# WHAT YOU ARE ASKED TO DO:
Your copy should match the records exactly, apart from the pictures, which stay out.

# EXERCISE INPUTS:
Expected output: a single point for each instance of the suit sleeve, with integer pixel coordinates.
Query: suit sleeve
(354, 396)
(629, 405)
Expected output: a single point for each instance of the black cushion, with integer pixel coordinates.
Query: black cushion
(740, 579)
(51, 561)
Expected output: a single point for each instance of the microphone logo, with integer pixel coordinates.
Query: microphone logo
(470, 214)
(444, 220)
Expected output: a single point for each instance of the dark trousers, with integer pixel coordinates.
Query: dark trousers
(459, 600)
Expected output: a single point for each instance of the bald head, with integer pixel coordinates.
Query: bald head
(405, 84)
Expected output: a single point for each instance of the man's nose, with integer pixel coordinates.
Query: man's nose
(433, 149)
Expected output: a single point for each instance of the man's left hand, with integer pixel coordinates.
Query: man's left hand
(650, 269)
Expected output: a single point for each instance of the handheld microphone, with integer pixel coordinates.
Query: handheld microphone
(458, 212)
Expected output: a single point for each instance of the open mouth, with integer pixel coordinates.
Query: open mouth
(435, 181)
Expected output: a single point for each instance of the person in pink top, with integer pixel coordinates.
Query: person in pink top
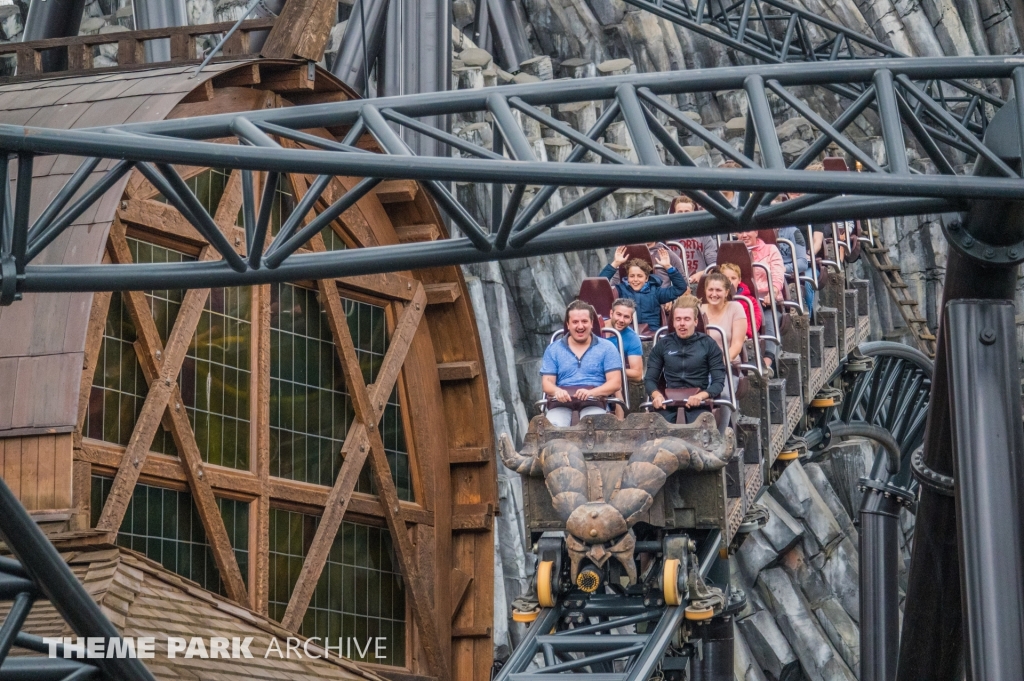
(770, 256)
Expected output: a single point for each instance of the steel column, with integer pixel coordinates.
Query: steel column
(53, 18)
(932, 641)
(158, 14)
(988, 439)
(879, 580)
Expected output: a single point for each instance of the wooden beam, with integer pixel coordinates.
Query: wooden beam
(160, 368)
(409, 233)
(364, 435)
(442, 294)
(259, 575)
(458, 371)
(242, 77)
(460, 585)
(168, 470)
(301, 30)
(396, 190)
(93, 343)
(470, 455)
(472, 517)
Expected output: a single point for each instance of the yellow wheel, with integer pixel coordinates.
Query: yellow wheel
(545, 596)
(588, 581)
(670, 582)
(519, 615)
(698, 614)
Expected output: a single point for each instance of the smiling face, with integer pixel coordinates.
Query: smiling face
(715, 292)
(580, 325)
(622, 316)
(684, 321)
(636, 278)
(750, 239)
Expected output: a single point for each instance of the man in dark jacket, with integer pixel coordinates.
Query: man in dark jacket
(687, 358)
(644, 290)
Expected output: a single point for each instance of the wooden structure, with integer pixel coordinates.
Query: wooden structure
(431, 374)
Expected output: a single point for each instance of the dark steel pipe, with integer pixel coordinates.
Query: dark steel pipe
(508, 29)
(434, 254)
(158, 14)
(716, 658)
(932, 640)
(988, 439)
(53, 18)
(355, 57)
(879, 580)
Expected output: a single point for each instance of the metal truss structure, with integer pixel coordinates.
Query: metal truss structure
(521, 221)
(776, 32)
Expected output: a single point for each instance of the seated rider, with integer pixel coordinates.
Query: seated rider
(622, 321)
(701, 252)
(581, 370)
(690, 362)
(645, 291)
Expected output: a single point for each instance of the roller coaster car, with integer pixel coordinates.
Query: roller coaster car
(619, 488)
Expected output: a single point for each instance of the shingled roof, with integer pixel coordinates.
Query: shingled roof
(142, 598)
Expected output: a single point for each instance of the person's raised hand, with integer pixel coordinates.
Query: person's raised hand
(621, 257)
(664, 259)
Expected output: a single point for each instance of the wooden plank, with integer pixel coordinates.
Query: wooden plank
(409, 233)
(160, 389)
(242, 77)
(458, 371)
(301, 30)
(130, 51)
(471, 632)
(460, 585)
(30, 473)
(30, 60)
(442, 294)
(470, 455)
(364, 435)
(93, 343)
(396, 190)
(316, 497)
(293, 79)
(472, 517)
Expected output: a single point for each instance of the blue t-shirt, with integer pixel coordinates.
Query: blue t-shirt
(600, 357)
(631, 342)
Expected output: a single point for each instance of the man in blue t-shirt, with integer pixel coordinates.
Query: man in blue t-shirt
(622, 321)
(580, 368)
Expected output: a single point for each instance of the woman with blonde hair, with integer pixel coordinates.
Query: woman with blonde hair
(721, 310)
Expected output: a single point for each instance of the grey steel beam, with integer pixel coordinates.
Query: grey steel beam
(433, 254)
(360, 43)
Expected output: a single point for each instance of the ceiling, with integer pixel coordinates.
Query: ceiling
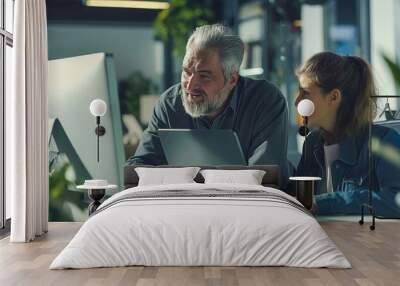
(75, 11)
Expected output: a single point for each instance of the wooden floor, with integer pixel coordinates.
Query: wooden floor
(374, 255)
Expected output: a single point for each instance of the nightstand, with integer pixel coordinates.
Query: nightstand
(96, 192)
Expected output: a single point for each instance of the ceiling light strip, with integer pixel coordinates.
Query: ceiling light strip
(128, 4)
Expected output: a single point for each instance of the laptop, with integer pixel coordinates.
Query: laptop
(201, 147)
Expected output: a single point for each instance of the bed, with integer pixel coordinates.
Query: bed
(201, 224)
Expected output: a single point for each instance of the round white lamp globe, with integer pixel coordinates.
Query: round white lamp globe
(305, 107)
(98, 107)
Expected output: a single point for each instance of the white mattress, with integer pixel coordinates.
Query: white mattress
(183, 231)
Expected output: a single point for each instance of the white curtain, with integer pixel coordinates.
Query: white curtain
(27, 123)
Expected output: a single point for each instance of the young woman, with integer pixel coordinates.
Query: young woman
(342, 90)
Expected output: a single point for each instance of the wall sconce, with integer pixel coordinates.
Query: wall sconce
(306, 109)
(98, 108)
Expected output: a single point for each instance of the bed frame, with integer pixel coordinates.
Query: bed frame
(270, 179)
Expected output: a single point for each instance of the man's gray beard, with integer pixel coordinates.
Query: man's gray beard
(203, 108)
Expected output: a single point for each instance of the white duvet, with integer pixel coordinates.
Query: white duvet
(200, 231)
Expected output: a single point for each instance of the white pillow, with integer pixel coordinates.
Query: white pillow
(162, 176)
(248, 177)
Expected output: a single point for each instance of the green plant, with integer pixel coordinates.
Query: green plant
(179, 20)
(130, 91)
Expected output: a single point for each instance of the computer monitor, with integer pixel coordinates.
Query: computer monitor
(201, 147)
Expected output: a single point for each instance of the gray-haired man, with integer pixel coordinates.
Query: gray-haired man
(212, 95)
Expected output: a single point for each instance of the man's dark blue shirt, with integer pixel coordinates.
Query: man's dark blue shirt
(256, 110)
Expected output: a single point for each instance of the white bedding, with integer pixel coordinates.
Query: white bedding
(182, 231)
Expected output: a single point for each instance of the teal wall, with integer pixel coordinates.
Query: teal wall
(134, 47)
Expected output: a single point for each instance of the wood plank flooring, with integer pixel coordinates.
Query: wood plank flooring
(374, 255)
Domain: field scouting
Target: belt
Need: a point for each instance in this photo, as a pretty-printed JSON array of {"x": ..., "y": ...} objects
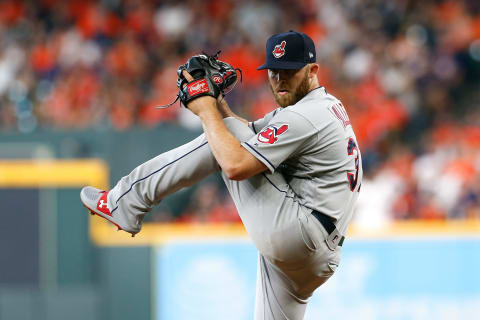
[{"x": 334, "y": 237}]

# COMPLETED EXERCISE:
Expected output: a single point for each instance of the suit sleeve, with integer pixel coordinates.
Query: suit sleeve
(354, 396)
(629, 405)
Expected output: a single point for each instance of the black cushion, with integer pixel coordinates.
Query: black cushion
(740, 579)
(51, 561)
Expected output: a single point for each instance of the microphone logo, with integer pixel coordinates.
Query: microphone logo
(470, 214)
(444, 220)
Expected output: a single point for each instance of the dark trousers, with integer pixel coordinates.
Query: dark trousers
(459, 600)
Expected output: a single point for each instance of the bald head, with integer pixel coordinates.
Query: bald head
(405, 84)
Expected output: a single point for each instance of the man's nose, with integer pixel coordinates.
Query: man's nose
(433, 149)
Expected output: a single point for each instance of the man's left hand, with integer pixel coordinates.
Query: man's left hand
(650, 269)
Expected output: a single point for each instance of the handheld microphone, with integer pixel coordinates.
Query: handheld microphone
(458, 212)
Expected output: a single point for each instance of the open mouth, with integer pixel coordinates.
Query: open mouth
(435, 181)
Expected output: a single point for each instance of the person in pink top, with integer pixel coordinates.
Query: person in pink top
(770, 256)
Expected output: a single point for each instance of the steel column, with integer pixel coordinates.
Query: steel column
(53, 18)
(932, 641)
(158, 14)
(988, 439)
(879, 580)
Expected output: a single point for each instance of the wooden beam, with integer pixel coordinates.
Query: wooden beam
(160, 368)
(409, 233)
(364, 435)
(442, 294)
(259, 575)
(458, 371)
(242, 77)
(460, 585)
(168, 470)
(301, 30)
(396, 190)
(93, 343)
(470, 455)
(472, 517)
Expected output: a single point for each instance of the yellow wheel, with integer pixel coordinates.
Query: yellow wheel
(545, 596)
(588, 581)
(670, 582)
(519, 615)
(698, 614)
Expected output: a single point for each instance of the smiling face, with integer pixel coordinates.
Query: smiling face
(715, 292)
(580, 325)
(622, 316)
(684, 321)
(636, 278)
(750, 239)
Expected output: a single point for each instance of the man in dark jacket, with integer pixel coordinates.
Query: man in dark jacket
(687, 358)
(644, 290)
Expected output: a single point for each instance of the wooden structure, with integer pixel coordinates.
Query: wooden structure
(431, 374)
Expected output: a single point for each instance of the dark steel pipe, with integer pixel coordinates.
Query: dark steel pipe
(508, 29)
(434, 254)
(158, 14)
(716, 658)
(932, 640)
(988, 439)
(53, 18)
(355, 57)
(879, 580)
Expected output: a single point for each instance of the metal truss structure, with integer pixel coordinates.
Query: metal truss structure
(521, 221)
(776, 32)
Expected output: a single point for each instance of the seated rider, with integer pixel coordinates.
Query: seated rider
(622, 321)
(701, 252)
(581, 370)
(690, 362)
(645, 291)
Expected output: a single point for each instance of the roller coaster car, with integer pixel coordinates.
Query: roller coaster car
(619, 488)
Expected output: a single point for each instance of the shingled roof, with integer pixel coordinates.
Query: shingled roof
(142, 598)
Expected output: a single point for each instance of the person's raised hand, with integer pixel coordinates.
Query: person's raised hand
(621, 257)
(664, 259)
Expected output: a single point for each instance of the wooden plank, with integer pixel coordinates.
Query: wooden plank
(409, 233)
(160, 389)
(242, 77)
(458, 371)
(301, 30)
(130, 51)
(471, 632)
(460, 585)
(30, 473)
(30, 60)
(442, 294)
(470, 455)
(364, 435)
(93, 343)
(396, 190)
(316, 497)
(293, 79)
(472, 517)
Expected output: a single point for each instance of the blue t-shirt, with integer pixel coordinates.
Query: blue t-shirt
(600, 357)
(631, 342)
Expected output: a single point for each instance of the man in blue t-shirt, with integer pixel coordinates.
Query: man in blue t-shirt
(622, 321)
(580, 368)
Expected output: a single point for each instance of the woman with blonde hair, with integer pixel coordinates.
Query: woman with blonde hair
(721, 310)
Expected output: a single point for each instance of the grey steel beam, with integer pixel coordinates.
Query: grey steel beam
(433, 254)
(360, 43)
Expected output: a single point for each instance of the ceiling, with integer pixel coordinates.
Query: ceiling
(75, 11)
Expected output: a single point for each instance of the wooden floor, with integer pixel coordinates.
Query: wooden floor
(374, 255)
Expected output: a single point for each instance of the nightstand, with integer pixel coordinates.
Query: nightstand
(96, 192)
Expected output: a single point for each instance of the ceiling light strip, with integer pixel coordinates.
Query: ceiling light strip
(128, 4)
Expected output: a single point for each instance of the laptop, with integer pixel coordinates.
Query: laptop
(201, 147)
Expected output: a single point for each instance of the bed, with integer pixel coordinates.
Query: bed
(201, 224)
Expected output: a single point for each instance of the round white lamp globe, with integer pixel coordinates.
Query: round white lamp globe
(305, 107)
(98, 107)
Expected output: a single point for each instance of the white mattress, with integer pixel coordinates.
Query: white mattress
(183, 231)
Expected output: a single point for each instance of the white curtain, with integer pixel coordinates.
Query: white curtain
(27, 123)
Expected output: a single point for each instance of the young woman, with integer pixel coordinates.
Query: young woman
(342, 90)
Expected output: a single point for each instance of the wall sconce, with integer pixel coordinates.
Query: wall sconce
(306, 109)
(98, 108)
Expected output: a single point for each instance of the bed frame, with integer pixel coordinates.
Query: bed frame
(270, 179)
Expected output: a single point for each instance of the man's gray beard, with integer pixel coordinates.
Query: man's gray beard
(203, 108)
Expected output: a single point for each instance of the white duvet, with integer pixel coordinates.
Query: white duvet
(200, 231)
Expected output: a single point for each instance of the white pillow, with integer pixel coordinates.
Query: white pillow
(162, 176)
(248, 177)
Expected output: a single point for each instance of the green plant, with integer pixel coordinates.
Query: green plant
(179, 20)
(130, 91)
Expected output: a single point for each instance of the computer monitor, with integer pixel coordinates.
Query: computer monitor
(201, 147)
Expected output: a single point for each instance of the gray-haired man, with integer pixel coordinates.
Query: gray-haired man
(212, 95)
Expected output: a single point for each instance of the man's dark blue shirt, with integer pixel coordinates.
Query: man's dark blue shirt
(256, 110)
Expected output: a single point for each instance of the white bedding, with integer pixel coordinates.
Query: white bedding
(182, 231)
Expected output: a single point for each instance of the teal wall, with integer pixel coordinates.
Query: teal wall
(134, 47)
Expected output: a single point for each instance of the wood plank flooring, with integer pixel coordinates.
Query: wood plank flooring
(374, 255)
Domain: field scouting
Target: belt
Need: a point for each instance in this photo, as a pretty-printed JSON array of {"x": ..., "y": ...} objects
[{"x": 334, "y": 237}]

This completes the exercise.